* GIVEN PASSAGE *
Asset Valuation. Asset valuation includes assessing the recorded value of certain assets, including accounts receivable, inventories, property, plant and equipment, goodwill, and intangible assets. Asset valuation is governed by various accounting principles, including SFAS No. 121, “Accounting for the Impairment of Long-Lived Assets and Long-Lived Assets to Be Disposed Of” (to be superceded in fiscal year 2003 by SFAS No. 144 “Accounting for the Impairment or Disposal of Long-Lived Assets”), SFAS No. 141, “Business Combinations”, SFAS No. 142 “Goodwill and Other Intangible Assets” and Accounting Research Bulletin No. 43, among others. Management uses a variety of factors to assess valuation depending on the asset. For example, accounts receivable are evaluated based upon an aging schedule. The recoverability of inventories is based primarily upon the age of inventory held and market conditions. Property, plant and equipment, intangible and other assets are evaluated utilizing various factors, including the expected period the asset will be utilized and forecasted cash flows. Changes in judgments on any of these factors could impact the value of the asset.

* DATA LINES *

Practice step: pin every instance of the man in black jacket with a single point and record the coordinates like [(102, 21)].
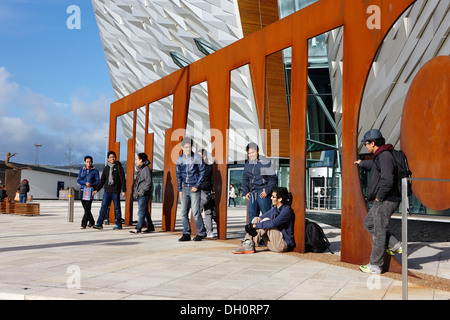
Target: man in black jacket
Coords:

* CHALLENGE 1 *
In the asset valuation passage, what are accounts receivable evaluated on?
* CHALLENGE 2 *
Extend the asset valuation passage with a few more sentences that pick up after its final one.
The lines above come from a different source than the asset valuation passage.

* TASK OUTPUT 1 *
An aging schedule.

* TASK OUTPUT 2 *
 

Concentrations of Credit Risk. Financial instruments that are exposed to concentrations of credit risk consist primarily of trade receivables. The Company performs ongoing credit evaluations of its customers’ financial condition and generally requires no collateral from its customers. The Company’s allowance for doubtful accounts is calculated based primarily upon historical bad debt experience and current market conditions. Over the past ten years, annual bad debt expense has averaged approximately $690 and ranged from $206 in fiscal 1995 to $1,713 in fiscal 2002. As was the case in fiscal 2002, bankruptcy or other significant financial deterioration of any significant customers could impact their ability to satisfy their receivables with us. While we believe our allowance for bad debts at December 31, 2002 of $1,893 is adequate, an unanticipated increase in customer bankruptcies or other financial difficulties would require the Company to increase its provision for bad debts and ultimately increase its allowance for future bad debts.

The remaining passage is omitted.